▶ [WHAT NEEDS TO BE DONE] Your answer should restate each line of the data below word for word.
DATA PROVIDED Block Start
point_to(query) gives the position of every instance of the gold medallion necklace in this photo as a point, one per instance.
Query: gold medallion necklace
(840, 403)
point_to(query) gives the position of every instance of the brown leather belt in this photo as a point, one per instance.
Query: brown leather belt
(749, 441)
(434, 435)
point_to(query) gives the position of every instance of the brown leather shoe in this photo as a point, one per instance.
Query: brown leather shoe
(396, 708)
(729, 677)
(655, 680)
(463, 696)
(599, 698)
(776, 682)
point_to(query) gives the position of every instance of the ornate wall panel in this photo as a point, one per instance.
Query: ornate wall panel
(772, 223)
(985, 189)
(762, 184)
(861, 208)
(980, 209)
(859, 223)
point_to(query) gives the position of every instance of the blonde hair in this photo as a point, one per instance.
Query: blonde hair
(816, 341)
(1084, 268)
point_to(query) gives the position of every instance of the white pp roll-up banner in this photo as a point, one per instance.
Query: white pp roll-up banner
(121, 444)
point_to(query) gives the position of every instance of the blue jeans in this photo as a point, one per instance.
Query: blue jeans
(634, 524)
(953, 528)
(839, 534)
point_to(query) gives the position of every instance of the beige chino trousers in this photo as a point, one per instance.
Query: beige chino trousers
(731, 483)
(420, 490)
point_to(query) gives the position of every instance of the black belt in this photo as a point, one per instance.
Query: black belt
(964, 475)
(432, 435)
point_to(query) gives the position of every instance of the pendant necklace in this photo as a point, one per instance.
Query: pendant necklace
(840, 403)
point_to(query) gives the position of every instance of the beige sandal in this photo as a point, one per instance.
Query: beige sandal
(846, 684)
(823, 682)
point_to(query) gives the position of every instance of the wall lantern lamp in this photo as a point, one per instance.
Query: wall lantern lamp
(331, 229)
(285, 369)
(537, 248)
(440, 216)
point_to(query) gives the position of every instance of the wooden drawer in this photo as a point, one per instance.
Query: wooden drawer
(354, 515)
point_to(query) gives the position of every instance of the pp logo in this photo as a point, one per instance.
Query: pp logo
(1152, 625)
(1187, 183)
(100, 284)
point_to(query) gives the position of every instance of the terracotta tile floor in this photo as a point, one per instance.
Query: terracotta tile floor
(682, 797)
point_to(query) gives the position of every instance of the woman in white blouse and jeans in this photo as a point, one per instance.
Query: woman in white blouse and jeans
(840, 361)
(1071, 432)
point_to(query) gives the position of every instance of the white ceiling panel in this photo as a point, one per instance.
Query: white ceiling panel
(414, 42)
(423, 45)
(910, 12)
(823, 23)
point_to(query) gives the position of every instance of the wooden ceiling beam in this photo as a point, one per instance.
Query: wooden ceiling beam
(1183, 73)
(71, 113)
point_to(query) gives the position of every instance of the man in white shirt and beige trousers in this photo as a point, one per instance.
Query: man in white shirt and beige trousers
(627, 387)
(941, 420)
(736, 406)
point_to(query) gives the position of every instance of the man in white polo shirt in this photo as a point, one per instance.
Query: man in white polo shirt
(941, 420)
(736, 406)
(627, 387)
DATA PROVIDED Block End
▶ [EXPECTED ANSWER]
point_to(query) gives the position of every instance of the gold medallion necklace in this photo as a point, one per instance.
Query: gold medallion necklace
(840, 403)
point_to(query) gives the position of every instance of the brown leather belt in this photo as a point, one per instance.
Query: brown leather belt
(749, 441)
(434, 435)
point_to(query) gives the position of every instance of the brown leather shoe in this photo as a point, one per instance.
Query: brown leather shoe
(396, 708)
(729, 677)
(655, 680)
(463, 696)
(599, 698)
(776, 682)
point_to(query) gives the position of every instance of the ornate wall panel in this photo as a point, one per instance.
Query: ornate wall panel
(772, 223)
(985, 189)
(762, 184)
(861, 208)
(980, 209)
(859, 223)
point_to(query) gives the position of every instance of the blonde hair in this photo as a point, one per instance.
Query: blonde hair
(816, 341)
(1084, 268)
point_to(query) gives the position of every instance of the white pp roll-up banner in this photo as a point, one per instance.
Query: white pp roll-up banner
(121, 444)
point_to(query) gives the position of every instance of the blue jeans in this photo as a point, one per instance.
Query: blue jeans
(634, 524)
(953, 528)
(839, 534)
point_to(query) gives the position of every instance of the beige chino trousers in this photo as a point, one per instance.
Query: beige chino trousers
(731, 483)
(420, 490)
point_to(query) gives the position of every instance of the black belt in this photo as a point, one per instance.
Query: black belt
(964, 475)
(432, 435)
point_to(query) gives the position of every instance of the pendant necklace in this photo as a point, one per instance.
Query: pendant necklace
(840, 403)
point_to(query) gives the position of every instance of the beige sandal in this photo as a point, one per instance.
Query: beige sandal
(846, 684)
(823, 682)
point_to(query) gives the position of every instance of the wall lantern lamp in this photo as a point, one per instance.
Query: wall lantern lamp
(331, 229)
(285, 369)
(537, 248)
(440, 216)
point_to(query) gives the position of every instance of the wooden drawer in this photo as a point, one per instance.
Query: wooden drawer
(354, 515)
point_to(query) gives the position of every instance of the pp logo in this photo as a point, one per instance.
Query: pp logo
(1152, 625)
(1187, 183)
(100, 284)
point_to(query) gives the position of every instance of the terracotta tile floor in this photo as a point, one per instance.
Query: terracotta tile floor
(682, 797)
point_to(query) gives the position of every instance of the woman in white blouse and jeans in this photo as a point, one per instance.
Query: woman in white blouse and jeans
(840, 361)
(1071, 432)
point_to(query) gives the position of every instance of the white ceiling panel in this photo as a point, one per instance.
Query: white ceiling panel
(414, 42)
(423, 45)
(910, 12)
(823, 23)
point_to(query) gives the position of every instance of the wooden ceiling beam in this photo as a point, one per instance.
Query: wooden ceiling beam
(1183, 73)
(71, 113)
point_to(query) gives the position of every instance of the man in white shirt and beige trousers in this photo as a point, one per instance.
Query: man in white shirt and beige trousers
(627, 387)
(941, 420)
(736, 406)
point_to(query) gives the position of every instance of the man in white polo shirt in this photo as a point, one per instance.
Query: man in white polo shirt
(941, 420)
(736, 406)
(627, 387)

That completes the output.